* _Given task_
Locate every line in the material below that contains the string "cushion", and copy each such line.

[Object point labels]
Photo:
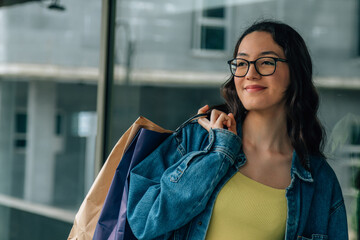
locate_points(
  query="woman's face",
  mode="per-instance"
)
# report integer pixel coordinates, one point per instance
(256, 92)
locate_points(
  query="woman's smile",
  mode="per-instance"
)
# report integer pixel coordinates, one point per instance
(254, 88)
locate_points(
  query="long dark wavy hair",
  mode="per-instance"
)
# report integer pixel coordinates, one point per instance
(301, 99)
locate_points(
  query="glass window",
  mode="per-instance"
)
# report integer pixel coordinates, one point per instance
(49, 61)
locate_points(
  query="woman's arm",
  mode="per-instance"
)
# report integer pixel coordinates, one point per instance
(174, 183)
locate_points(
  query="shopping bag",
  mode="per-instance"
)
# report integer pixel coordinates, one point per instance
(112, 224)
(88, 214)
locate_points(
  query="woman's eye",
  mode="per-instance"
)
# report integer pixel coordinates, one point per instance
(242, 64)
(270, 63)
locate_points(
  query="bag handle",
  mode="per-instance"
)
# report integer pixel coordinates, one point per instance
(191, 119)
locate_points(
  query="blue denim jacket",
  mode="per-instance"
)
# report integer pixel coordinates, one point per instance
(172, 192)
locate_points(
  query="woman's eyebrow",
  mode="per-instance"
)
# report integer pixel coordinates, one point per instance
(261, 54)
(268, 52)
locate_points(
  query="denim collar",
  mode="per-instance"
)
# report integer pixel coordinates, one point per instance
(298, 169)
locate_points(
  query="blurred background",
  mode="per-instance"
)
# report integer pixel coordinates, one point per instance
(163, 59)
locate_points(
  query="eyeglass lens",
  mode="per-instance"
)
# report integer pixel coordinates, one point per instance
(264, 66)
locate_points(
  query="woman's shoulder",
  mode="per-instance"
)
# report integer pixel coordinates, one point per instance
(322, 171)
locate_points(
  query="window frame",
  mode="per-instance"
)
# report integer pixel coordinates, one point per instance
(199, 21)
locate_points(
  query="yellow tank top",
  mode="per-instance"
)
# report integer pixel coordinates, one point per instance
(246, 209)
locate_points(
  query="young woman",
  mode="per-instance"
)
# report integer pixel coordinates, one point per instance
(254, 169)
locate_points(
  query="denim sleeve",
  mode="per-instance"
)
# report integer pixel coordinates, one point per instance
(337, 223)
(173, 185)
(338, 228)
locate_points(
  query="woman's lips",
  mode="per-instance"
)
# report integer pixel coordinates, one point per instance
(254, 88)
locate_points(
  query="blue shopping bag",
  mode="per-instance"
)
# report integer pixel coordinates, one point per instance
(112, 223)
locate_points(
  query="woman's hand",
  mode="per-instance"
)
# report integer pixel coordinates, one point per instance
(218, 119)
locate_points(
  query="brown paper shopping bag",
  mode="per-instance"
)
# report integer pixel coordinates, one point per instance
(90, 209)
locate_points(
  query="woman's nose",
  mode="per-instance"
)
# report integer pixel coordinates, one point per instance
(252, 74)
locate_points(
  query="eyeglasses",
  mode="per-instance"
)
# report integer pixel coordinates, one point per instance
(265, 66)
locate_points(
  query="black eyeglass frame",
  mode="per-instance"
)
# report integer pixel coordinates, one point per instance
(254, 62)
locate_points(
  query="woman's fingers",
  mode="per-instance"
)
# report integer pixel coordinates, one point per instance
(232, 127)
(204, 109)
(218, 119)
(205, 123)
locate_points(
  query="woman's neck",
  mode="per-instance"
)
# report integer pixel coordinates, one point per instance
(266, 131)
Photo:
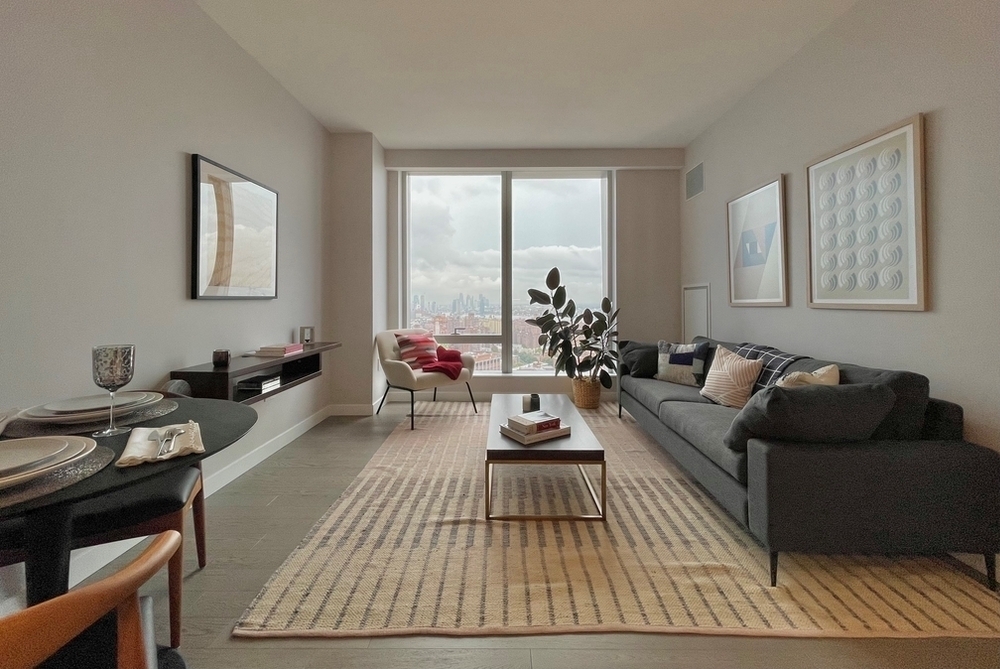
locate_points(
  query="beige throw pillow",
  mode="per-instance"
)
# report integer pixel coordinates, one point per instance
(731, 378)
(824, 376)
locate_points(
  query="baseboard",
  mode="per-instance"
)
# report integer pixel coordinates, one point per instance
(219, 479)
(353, 409)
(87, 561)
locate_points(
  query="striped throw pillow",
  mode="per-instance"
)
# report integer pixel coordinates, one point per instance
(417, 350)
(731, 378)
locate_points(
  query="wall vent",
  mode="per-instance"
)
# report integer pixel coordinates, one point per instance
(695, 181)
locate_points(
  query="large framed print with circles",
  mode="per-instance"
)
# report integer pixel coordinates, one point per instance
(867, 247)
(235, 235)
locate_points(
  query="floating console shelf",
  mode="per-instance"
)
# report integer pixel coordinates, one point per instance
(220, 382)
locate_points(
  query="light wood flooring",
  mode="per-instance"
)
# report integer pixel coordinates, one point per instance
(256, 521)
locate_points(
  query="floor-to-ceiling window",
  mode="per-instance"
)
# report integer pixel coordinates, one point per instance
(477, 242)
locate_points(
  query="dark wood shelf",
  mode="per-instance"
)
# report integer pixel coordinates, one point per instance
(206, 380)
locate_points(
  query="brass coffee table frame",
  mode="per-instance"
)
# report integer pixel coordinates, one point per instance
(580, 448)
(601, 503)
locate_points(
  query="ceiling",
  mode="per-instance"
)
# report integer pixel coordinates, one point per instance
(460, 74)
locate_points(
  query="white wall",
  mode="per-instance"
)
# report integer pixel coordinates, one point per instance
(101, 104)
(648, 243)
(883, 61)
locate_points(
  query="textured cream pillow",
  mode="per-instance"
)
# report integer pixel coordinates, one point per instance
(824, 376)
(731, 378)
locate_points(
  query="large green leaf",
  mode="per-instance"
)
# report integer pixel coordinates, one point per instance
(559, 297)
(552, 279)
(538, 297)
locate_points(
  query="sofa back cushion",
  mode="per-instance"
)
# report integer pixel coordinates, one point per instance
(817, 413)
(905, 419)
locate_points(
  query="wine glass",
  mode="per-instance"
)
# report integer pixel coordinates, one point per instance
(113, 366)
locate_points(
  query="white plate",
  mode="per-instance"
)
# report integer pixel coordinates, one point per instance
(19, 455)
(38, 414)
(79, 447)
(94, 403)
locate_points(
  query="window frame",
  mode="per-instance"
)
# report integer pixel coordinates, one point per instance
(507, 177)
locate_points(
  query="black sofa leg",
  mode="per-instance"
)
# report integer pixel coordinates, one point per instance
(383, 399)
(471, 397)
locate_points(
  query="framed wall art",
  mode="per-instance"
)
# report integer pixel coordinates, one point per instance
(235, 235)
(756, 231)
(866, 223)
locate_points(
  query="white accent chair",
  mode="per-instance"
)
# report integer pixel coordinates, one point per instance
(399, 374)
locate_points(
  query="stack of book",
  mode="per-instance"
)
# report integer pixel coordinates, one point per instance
(278, 350)
(533, 427)
(260, 384)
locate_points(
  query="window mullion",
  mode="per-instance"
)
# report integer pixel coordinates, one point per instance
(506, 261)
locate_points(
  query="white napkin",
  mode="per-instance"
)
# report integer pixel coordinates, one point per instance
(6, 416)
(141, 449)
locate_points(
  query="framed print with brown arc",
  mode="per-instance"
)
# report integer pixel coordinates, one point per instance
(756, 232)
(867, 247)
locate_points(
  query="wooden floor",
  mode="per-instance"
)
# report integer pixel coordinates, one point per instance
(256, 521)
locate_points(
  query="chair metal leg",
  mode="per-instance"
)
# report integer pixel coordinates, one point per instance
(471, 397)
(387, 386)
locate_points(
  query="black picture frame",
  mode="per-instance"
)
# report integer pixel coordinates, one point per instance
(245, 265)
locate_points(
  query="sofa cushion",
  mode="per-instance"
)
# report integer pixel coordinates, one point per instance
(906, 418)
(731, 380)
(639, 359)
(682, 363)
(705, 426)
(650, 392)
(817, 413)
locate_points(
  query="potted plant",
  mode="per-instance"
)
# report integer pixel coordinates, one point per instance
(583, 345)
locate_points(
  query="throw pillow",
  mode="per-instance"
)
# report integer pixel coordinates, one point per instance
(731, 378)
(813, 413)
(824, 376)
(681, 363)
(417, 350)
(641, 360)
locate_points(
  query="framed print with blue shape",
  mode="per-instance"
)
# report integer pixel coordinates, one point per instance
(756, 230)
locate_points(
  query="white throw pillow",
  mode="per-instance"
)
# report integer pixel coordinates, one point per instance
(824, 376)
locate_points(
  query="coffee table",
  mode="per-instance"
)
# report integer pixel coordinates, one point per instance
(580, 448)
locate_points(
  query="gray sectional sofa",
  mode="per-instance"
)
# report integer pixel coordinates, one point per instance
(914, 487)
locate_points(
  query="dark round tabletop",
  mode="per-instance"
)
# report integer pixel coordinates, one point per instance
(222, 424)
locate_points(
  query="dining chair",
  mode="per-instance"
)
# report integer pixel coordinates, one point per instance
(399, 374)
(32, 635)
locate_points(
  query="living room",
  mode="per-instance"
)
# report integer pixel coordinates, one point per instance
(108, 100)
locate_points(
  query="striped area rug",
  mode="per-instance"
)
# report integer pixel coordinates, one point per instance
(405, 550)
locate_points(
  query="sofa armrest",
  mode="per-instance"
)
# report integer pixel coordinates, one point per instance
(874, 496)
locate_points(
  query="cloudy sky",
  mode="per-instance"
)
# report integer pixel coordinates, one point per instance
(455, 236)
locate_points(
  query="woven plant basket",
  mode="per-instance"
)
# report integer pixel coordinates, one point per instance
(586, 394)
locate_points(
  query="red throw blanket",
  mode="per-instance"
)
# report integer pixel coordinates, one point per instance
(449, 363)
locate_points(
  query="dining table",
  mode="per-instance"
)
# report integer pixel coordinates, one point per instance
(49, 517)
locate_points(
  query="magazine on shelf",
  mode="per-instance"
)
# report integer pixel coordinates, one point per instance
(533, 422)
(528, 439)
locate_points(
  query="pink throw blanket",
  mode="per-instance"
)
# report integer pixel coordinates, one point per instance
(449, 363)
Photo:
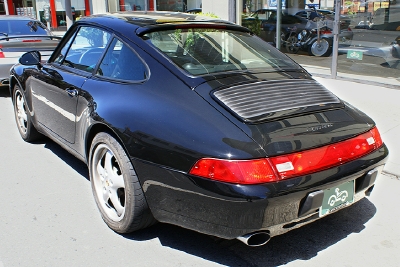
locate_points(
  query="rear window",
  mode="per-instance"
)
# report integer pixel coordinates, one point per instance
(22, 27)
(207, 51)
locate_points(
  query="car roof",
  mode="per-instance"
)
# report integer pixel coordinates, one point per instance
(15, 17)
(143, 18)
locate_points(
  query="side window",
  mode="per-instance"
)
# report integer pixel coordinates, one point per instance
(84, 50)
(121, 62)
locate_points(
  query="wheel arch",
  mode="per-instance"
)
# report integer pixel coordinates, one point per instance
(93, 131)
(14, 81)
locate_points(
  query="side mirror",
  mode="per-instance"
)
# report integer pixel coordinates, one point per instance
(31, 58)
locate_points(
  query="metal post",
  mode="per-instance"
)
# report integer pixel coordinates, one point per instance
(68, 13)
(6, 7)
(278, 23)
(336, 30)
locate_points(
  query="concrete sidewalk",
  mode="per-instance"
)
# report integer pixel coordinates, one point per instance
(381, 104)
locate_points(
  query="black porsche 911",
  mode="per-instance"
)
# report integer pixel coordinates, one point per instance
(196, 122)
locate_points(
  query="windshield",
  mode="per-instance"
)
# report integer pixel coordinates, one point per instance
(22, 27)
(207, 51)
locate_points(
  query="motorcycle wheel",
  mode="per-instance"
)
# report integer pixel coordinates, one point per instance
(321, 49)
(291, 45)
(283, 42)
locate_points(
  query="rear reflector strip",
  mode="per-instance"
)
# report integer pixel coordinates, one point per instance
(287, 166)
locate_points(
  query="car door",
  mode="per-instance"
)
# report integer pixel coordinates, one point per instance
(56, 88)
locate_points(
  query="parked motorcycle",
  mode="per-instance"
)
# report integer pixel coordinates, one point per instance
(316, 39)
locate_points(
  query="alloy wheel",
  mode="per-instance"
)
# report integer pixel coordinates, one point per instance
(109, 185)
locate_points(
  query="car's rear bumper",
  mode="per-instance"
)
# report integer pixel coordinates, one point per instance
(230, 211)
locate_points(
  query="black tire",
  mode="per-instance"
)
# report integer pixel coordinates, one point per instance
(292, 45)
(323, 49)
(23, 118)
(116, 188)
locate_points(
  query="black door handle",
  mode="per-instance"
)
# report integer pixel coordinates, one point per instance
(72, 92)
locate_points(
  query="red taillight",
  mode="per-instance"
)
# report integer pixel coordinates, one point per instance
(31, 41)
(287, 166)
(235, 171)
(326, 32)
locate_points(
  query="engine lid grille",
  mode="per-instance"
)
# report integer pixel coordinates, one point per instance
(272, 99)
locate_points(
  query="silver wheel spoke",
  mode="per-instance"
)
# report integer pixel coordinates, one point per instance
(21, 112)
(116, 203)
(116, 180)
(108, 162)
(106, 196)
(100, 170)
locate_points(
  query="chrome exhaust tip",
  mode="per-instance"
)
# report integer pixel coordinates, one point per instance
(255, 239)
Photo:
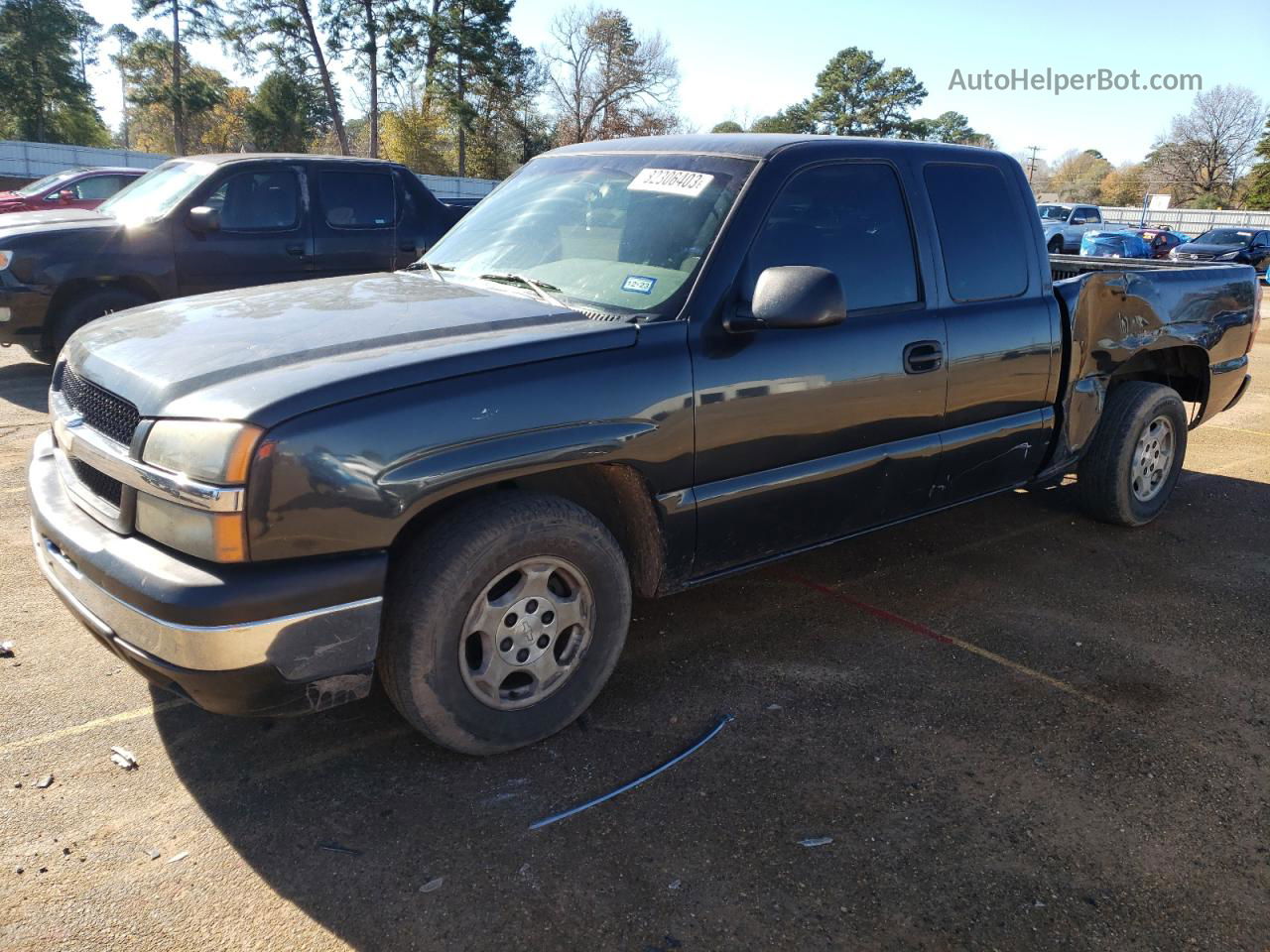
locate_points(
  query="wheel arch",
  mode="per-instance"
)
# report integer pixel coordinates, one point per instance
(616, 494)
(75, 290)
(1183, 367)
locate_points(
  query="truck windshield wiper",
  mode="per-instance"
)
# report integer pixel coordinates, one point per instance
(539, 287)
(434, 270)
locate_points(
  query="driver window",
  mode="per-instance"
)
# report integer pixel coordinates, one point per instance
(849, 218)
(257, 200)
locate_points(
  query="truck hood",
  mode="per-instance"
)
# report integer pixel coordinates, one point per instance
(270, 353)
(17, 223)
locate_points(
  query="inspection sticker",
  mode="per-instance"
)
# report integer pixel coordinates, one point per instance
(671, 181)
(639, 284)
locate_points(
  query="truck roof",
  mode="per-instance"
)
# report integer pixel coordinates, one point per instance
(757, 145)
(226, 158)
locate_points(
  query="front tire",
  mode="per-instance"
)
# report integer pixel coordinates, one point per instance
(1132, 466)
(503, 622)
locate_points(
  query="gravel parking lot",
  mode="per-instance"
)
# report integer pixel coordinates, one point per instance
(1017, 728)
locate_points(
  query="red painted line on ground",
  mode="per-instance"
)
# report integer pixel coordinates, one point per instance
(943, 639)
(865, 607)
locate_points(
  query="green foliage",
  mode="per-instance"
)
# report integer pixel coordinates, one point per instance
(794, 119)
(148, 68)
(285, 33)
(286, 113)
(949, 127)
(198, 19)
(857, 95)
(45, 95)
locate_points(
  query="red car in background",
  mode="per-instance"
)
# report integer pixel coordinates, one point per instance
(73, 188)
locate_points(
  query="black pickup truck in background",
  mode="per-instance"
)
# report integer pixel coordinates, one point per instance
(635, 367)
(209, 222)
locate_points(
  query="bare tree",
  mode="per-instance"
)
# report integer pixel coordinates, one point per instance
(604, 80)
(1207, 149)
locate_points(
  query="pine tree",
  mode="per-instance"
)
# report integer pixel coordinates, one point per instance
(46, 98)
(199, 19)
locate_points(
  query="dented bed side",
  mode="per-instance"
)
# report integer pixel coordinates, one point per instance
(1191, 326)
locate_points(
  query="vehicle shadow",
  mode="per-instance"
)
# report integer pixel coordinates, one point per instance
(353, 817)
(26, 384)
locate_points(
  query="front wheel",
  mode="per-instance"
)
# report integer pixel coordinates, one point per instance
(1130, 468)
(503, 622)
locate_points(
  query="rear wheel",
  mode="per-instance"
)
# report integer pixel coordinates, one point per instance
(503, 622)
(85, 309)
(1137, 453)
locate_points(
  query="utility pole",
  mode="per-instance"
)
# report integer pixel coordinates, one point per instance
(1032, 162)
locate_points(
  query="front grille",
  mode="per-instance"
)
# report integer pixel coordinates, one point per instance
(98, 483)
(100, 409)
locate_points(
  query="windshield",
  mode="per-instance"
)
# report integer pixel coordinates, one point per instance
(616, 234)
(157, 191)
(1224, 236)
(40, 185)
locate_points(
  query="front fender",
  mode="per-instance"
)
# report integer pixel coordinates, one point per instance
(353, 476)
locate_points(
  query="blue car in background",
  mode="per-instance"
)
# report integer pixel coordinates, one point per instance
(1123, 243)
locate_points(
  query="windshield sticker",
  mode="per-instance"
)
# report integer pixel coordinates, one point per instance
(639, 284)
(671, 181)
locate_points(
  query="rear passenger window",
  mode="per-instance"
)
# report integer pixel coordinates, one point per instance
(849, 218)
(982, 231)
(357, 199)
(258, 200)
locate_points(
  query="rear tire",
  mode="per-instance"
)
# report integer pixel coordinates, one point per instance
(503, 622)
(1135, 457)
(86, 309)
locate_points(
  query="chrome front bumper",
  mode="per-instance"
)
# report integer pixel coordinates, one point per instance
(307, 649)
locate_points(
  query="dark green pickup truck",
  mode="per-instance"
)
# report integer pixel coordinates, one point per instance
(635, 367)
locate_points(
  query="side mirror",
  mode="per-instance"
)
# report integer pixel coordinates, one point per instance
(203, 218)
(793, 296)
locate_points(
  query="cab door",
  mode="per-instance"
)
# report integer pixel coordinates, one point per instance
(263, 235)
(804, 435)
(1003, 340)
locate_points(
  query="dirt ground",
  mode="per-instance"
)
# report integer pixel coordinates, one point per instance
(1020, 729)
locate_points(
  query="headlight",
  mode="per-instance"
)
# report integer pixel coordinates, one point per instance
(218, 537)
(198, 451)
(207, 451)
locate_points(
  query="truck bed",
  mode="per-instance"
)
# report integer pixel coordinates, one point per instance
(1064, 267)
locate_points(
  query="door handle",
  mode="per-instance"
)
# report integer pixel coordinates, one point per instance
(924, 357)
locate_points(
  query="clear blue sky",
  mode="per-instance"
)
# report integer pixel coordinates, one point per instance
(746, 59)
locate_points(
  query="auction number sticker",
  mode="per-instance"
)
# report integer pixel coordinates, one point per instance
(639, 284)
(671, 181)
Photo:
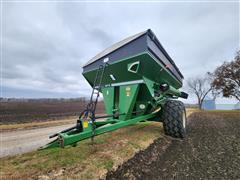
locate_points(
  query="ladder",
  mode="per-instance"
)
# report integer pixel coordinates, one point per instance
(89, 112)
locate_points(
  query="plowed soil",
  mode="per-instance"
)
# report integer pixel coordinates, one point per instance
(210, 151)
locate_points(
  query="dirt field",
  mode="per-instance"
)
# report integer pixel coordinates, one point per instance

* _Task output_
  query="sofa back cushion",
  query="sofa cushion",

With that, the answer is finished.